The task – Arrange every line of the records below as a two-column Markdown table headed "Row" and "Line," numbering the rows in order and leaving out blank lines.

Exercise material –
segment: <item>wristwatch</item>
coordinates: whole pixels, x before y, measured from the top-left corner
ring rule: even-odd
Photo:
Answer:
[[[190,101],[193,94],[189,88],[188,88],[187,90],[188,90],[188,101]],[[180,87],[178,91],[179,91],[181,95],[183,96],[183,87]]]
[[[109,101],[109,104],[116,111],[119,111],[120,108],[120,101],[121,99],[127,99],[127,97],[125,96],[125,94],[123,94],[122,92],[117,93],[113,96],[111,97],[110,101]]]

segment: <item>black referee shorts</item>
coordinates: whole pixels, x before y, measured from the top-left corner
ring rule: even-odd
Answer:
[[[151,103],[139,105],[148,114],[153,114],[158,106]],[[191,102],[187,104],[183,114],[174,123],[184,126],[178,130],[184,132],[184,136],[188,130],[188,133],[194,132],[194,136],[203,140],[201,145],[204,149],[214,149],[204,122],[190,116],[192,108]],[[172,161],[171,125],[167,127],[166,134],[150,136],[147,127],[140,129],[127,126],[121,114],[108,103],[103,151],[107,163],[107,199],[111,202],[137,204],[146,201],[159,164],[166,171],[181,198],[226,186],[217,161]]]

Response to this task –
| Row | Line |
|---|---|
| 1 | segment: <item>wristwatch</item> |
| 2 | coordinates: whole pixels, x before y, measured from the top-left corner |
| 3 | ring rule: even-odd |
| 4 | Photo: |
| 5 | Answer: |
| 6 | [[[190,101],[193,94],[189,88],[188,88],[187,90],[188,90],[188,101]],[[180,87],[178,91],[179,91],[181,95],[183,96],[183,87]]] |
| 7 | [[[109,101],[109,104],[116,111],[119,111],[120,108],[120,101],[121,99],[127,99],[127,97],[125,96],[125,94],[123,94],[122,92],[117,93],[113,96],[111,97],[110,101]]] |
| 8 | segment: <item>black referee shorts</item> |
| 9 | coordinates: whole pixels, x before y, measured from the top-left corner |
| 10 | ring rule: even-odd |
| 11 | Answer: |
| 12 | [[[151,103],[139,105],[148,114],[153,114],[158,106]],[[191,102],[187,104],[183,114],[174,123],[184,126],[178,130],[184,132],[184,136],[188,130],[188,133],[194,132],[194,136],[203,140],[201,145],[204,149],[214,149],[204,122],[190,116],[192,108]],[[172,161],[171,125],[167,127],[166,134],[150,136],[147,127],[140,129],[127,126],[121,114],[108,103],[103,151],[107,163],[107,199],[111,202],[137,204],[146,201],[159,164],[166,171],[181,198],[226,186],[217,161]]] |